PASAJE DEL DOCUMENTO:
«Entonces verán venir al Hijo del hombre sobre las nubes con gran poder y gloria» (Mc 13,26)
Nos encontramos en el penúltimo domingo del año litúrgico y la Iglesia nos invita a reflexionar sobre el fin del mundo, es decir, sobre la meta hacia la que nos dirigimos y que da sentido al devenir del universo y al quehacer histórico del hombre, algo que sólo adquirirá su pleno significado cuando todo haya concluido. Parece natural suponer que el mundo tendrá un término, desde el momento en que admitimos que tuvo un principio por la creación, pues todo lo que tiene principio tiene fin, ya que lo que comienza a existir tiene el ser no como algo propio sino como algo recibido (lo que no existe no puede darse a sí mismo el ser), y por tanto no lo puede retener pues no es dueño de él.
Con el conocimiento que hoy tenemos del universo, sabemos que tiene una larga edad, de unos 13.700 millones de años, y que aún ha de durar mucho tiempo más. Nuestro Sol se formó hace unos 5.000 millones de años y se encuentra en la mitad de su curso vital. Por su parte, la Tierra existe desde hace unos 4.500 millones de años y dentro de otro tanto será engullida por el Sol, que, en la última fase de su existencia, aumentará enormemente de tamaño; aunque no tenemos garantía de que un meteorito no haga impacto sobre la Tierra (como ya ha ocurrido en el pasado) y devuelva la vida a sus inicios (si es que antes el hombre no la hace inhabitable).
Estas reflexiones tienen sentido, pero no constituyen el objeto de la escatología bíblica, que lo que se plantea es el fin del mundo, en su doble significado de término y de finalidad.

DATOS:
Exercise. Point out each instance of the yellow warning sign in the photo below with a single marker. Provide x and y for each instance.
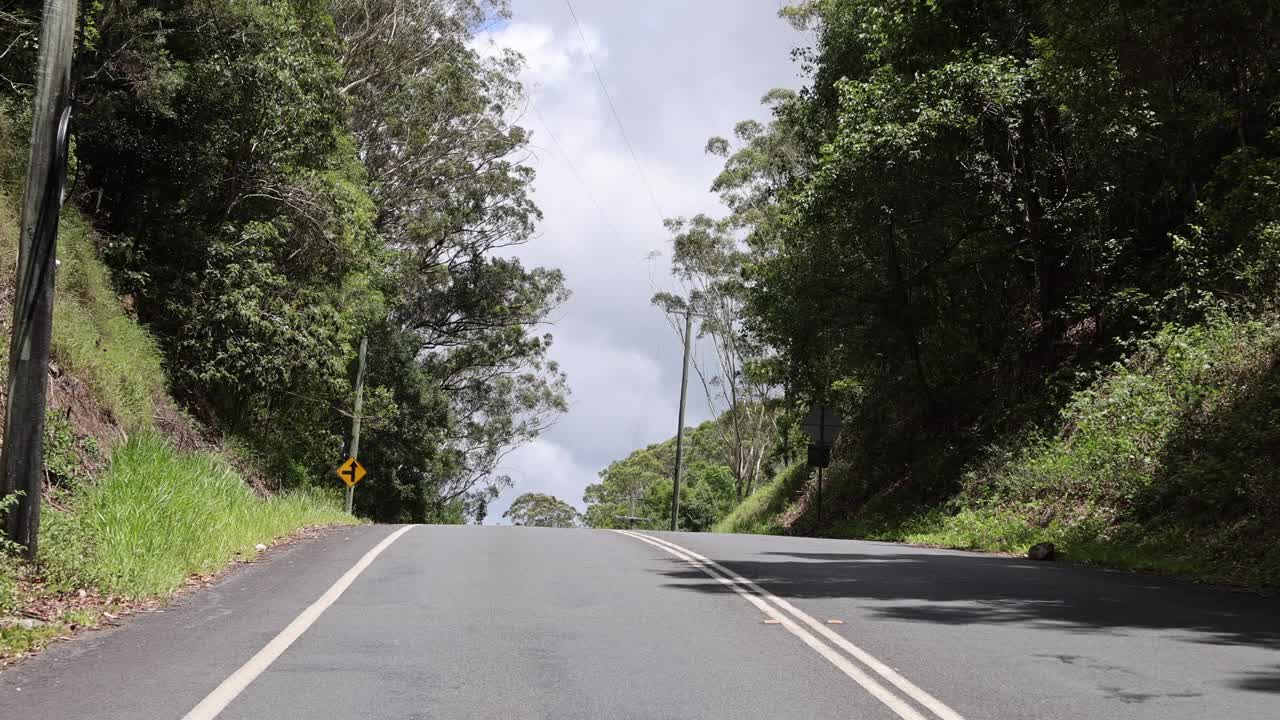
(351, 472)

ACCIÓN REQUERIDA:
Responde con datos del texto sobre el fin del mundo:
(a) ¿En qué domingo del año litúrgico se sitúa la reflexión?
(b) ¿Qué edad aproximada atribuye al universo?
(c) ¿Cuáles son los dos significados de «fin del mundo» que se plantea la escatología bíblica?
El material no interviene en este ejercicio.

SOLUCIÓN DEL EJERCICIO:
(a) En el penúltimo domingo del año litúrgico.
(b) Unos 13.700 millones de años.
(c) Término y finalidad.